◆ Task
Every record is to be printed exactly as it appears.

------ Data shown ------

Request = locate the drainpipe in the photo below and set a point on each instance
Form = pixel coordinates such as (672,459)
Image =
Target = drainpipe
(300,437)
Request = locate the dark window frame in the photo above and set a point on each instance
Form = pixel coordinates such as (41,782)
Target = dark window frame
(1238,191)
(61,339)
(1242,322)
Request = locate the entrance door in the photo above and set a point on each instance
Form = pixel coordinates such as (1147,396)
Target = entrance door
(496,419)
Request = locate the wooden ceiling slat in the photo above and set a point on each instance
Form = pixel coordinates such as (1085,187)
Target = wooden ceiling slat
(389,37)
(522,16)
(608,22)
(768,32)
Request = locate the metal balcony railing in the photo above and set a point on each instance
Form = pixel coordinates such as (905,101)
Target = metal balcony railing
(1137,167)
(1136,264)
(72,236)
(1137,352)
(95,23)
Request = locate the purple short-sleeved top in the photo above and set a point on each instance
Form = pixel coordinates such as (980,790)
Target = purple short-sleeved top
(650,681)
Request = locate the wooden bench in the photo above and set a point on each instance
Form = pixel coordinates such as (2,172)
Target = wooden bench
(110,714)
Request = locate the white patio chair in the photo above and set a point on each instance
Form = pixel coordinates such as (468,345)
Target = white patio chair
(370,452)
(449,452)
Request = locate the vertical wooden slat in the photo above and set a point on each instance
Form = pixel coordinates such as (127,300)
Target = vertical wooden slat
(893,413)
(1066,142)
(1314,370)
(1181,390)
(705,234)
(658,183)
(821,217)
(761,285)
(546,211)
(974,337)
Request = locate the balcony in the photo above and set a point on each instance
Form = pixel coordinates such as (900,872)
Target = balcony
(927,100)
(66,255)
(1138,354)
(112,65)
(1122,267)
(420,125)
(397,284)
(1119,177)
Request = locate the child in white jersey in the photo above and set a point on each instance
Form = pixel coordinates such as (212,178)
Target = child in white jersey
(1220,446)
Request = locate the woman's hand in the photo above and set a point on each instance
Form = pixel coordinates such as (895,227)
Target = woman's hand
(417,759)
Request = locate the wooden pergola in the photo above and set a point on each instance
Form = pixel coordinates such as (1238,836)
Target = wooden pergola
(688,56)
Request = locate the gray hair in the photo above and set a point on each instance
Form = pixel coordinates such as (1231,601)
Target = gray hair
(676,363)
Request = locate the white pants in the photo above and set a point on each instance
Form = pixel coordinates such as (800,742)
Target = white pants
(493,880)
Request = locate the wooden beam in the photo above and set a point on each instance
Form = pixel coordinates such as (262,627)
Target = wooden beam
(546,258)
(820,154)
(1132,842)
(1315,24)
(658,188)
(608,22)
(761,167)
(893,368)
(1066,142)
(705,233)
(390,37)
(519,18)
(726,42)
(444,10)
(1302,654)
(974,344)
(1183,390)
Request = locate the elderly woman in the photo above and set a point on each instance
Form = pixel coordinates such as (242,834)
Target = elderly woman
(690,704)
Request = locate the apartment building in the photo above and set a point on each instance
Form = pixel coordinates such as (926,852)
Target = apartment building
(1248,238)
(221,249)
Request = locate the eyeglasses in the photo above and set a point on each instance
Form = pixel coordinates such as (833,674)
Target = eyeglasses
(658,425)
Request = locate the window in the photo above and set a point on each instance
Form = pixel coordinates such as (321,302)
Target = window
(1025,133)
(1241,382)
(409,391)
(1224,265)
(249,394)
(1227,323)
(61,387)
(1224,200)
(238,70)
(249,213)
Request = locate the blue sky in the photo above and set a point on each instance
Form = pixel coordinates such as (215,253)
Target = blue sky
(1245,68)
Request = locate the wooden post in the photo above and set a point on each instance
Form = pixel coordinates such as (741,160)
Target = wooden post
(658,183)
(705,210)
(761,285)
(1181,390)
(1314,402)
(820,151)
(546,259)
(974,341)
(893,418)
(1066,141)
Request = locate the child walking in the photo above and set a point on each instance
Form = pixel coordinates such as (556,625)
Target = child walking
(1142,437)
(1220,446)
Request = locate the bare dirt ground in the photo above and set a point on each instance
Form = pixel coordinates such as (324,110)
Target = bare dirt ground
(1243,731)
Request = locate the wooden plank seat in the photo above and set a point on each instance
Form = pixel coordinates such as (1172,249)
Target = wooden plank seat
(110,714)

------

◆ Finished task
Request = locate the drainpipe in the photo below and set a point on each instance
Form = pixel coordinates such as (672,459)
Image =
Target = drainpipe
(300,437)
Request = locate the dark window frame in the photo above and set a point on each instance
Form = pixel coordinates such as (41,782)
Target = dark window frame
(1238,191)
(61,339)
(1242,322)
Request = locate the entrance door in the photo above and set a point on each instance
Form = pixel coordinates such as (1147,396)
Target = entrance door
(496,419)
Request = locate the wooden ceiling slat in the photo above and set a point on each instance
Form = pixel coordinates such as (1085,187)
Target = wooden ceiling slat
(389,37)
(522,16)
(608,22)
(768,32)
Request = locate the metal balcony railing in the photo above and set a point on each instance
Form = pixel coordinates such as (905,101)
Target = metal balcony railing
(1137,167)
(1136,264)
(72,236)
(1137,352)
(95,23)
Request = locate the purple short-sleeved top in the photo above and set a point on each instance
Form = pixel coordinates such as (980,790)
Target = purple short-sleeved top
(650,681)
Request = locate the wooden bench in the photo above and set a point on each instance
Form = pixel coordinates such as (2,172)
Target = wooden bench
(110,714)
Request = locate the white patio chair in the photo above and set a point on each instance
Form = pixel coordinates such as (468,345)
Target = white patio chair
(370,452)
(449,452)
Request = locate the vertical wooden slat in the photo above and set a point on each instance
Form = pixel coordinates such as (127,300)
Target = vertical wooden slat
(893,413)
(1066,142)
(1314,370)
(1181,390)
(705,234)
(658,183)
(821,217)
(761,285)
(546,211)
(974,337)
Request = locate the balcony in the photo above and set a point on each instance
Form = pixel coordinates such as (900,872)
Target = balcony
(927,100)
(66,255)
(1138,354)
(112,65)
(1122,267)
(420,125)
(397,284)
(1119,177)
Request = locate the child in white jersey in the photo above and set a point on each instance
Form = pixel coordinates such as (212,178)
Target = child in white jersey
(1220,446)
Request = locate the woman's hand in the photo above and set a point on each instance
Form = pixel coordinates such as (895,227)
Target = woman's hand
(417,759)
Request = locate the wooden pergola in the photo above and set a point on each instance
Form = pixel coordinates such as (1238,836)
Target = wooden pergola
(688,56)
Request = locate the gray hair in the photo above and set a point on each instance
Form = pixel coordinates such as (1231,601)
Target = gray hair
(676,363)
Request = locate the white pants in the photo above and set a point on each instance
Form = pixel coordinates such as (800,742)
Target = white pants
(493,880)
Request = locate the wooden beam in the photo above and set a point on each instance
Form = pixel coordinates such as (262,627)
Target = wooden beam
(546,258)
(820,154)
(1132,842)
(1315,24)
(658,188)
(608,22)
(761,167)
(893,368)
(1066,142)
(705,233)
(390,37)
(519,18)
(726,42)
(444,10)
(1302,654)
(974,344)
(1183,390)
Request = locate the elderly woman in the photo above and set a point on each instance
Form = pixel coordinates such as (242,834)
Target = elderly woman
(690,704)
Request = locate the apartment building in the photo above and set a point on each instance
Form = pixel coordinates such as (926,852)
Target = apartment building
(1248,238)
(221,249)
Request = locate the eyeglasses in the photo above and set a point on each instance
Form = pixel coordinates such as (833,674)
Target = eyeglasses
(658,425)
Request = locate the window in the photo above and set a point on each instance
Form = pixel coordinates such as (321,302)
Target = window
(1025,133)
(1241,382)
(409,391)
(1224,265)
(249,394)
(1227,323)
(61,387)
(1224,200)
(238,70)
(249,213)
Request = locate the blue sky in the photo above and set a point on each instance
Form = pixel coordinates such as (215,253)
Target = blue sky
(1245,68)
Request = locate the wooden post in the photo above and set a point on each instance
Form = pixel coordinates such as (741,160)
Target = wooden post
(658,183)
(705,210)
(761,285)
(1181,390)
(1314,402)
(820,151)
(546,259)
(974,341)
(893,418)
(1066,141)
Request = locate the child walking in the photo above and set a point on each instance
Form = pixel coordinates such as (556,625)
Target = child walking
(1142,437)
(1220,446)
Request = locate the bare dirt ground in the photo above and set a point on each instance
Form = pixel coordinates such as (324,110)
Target = bare dirt ground
(1243,731)
Request = locate the wooden plank seat in the photo above and set a point on each instance
Form = pixel coordinates such as (1172,249)
Target = wooden plank seat
(110,714)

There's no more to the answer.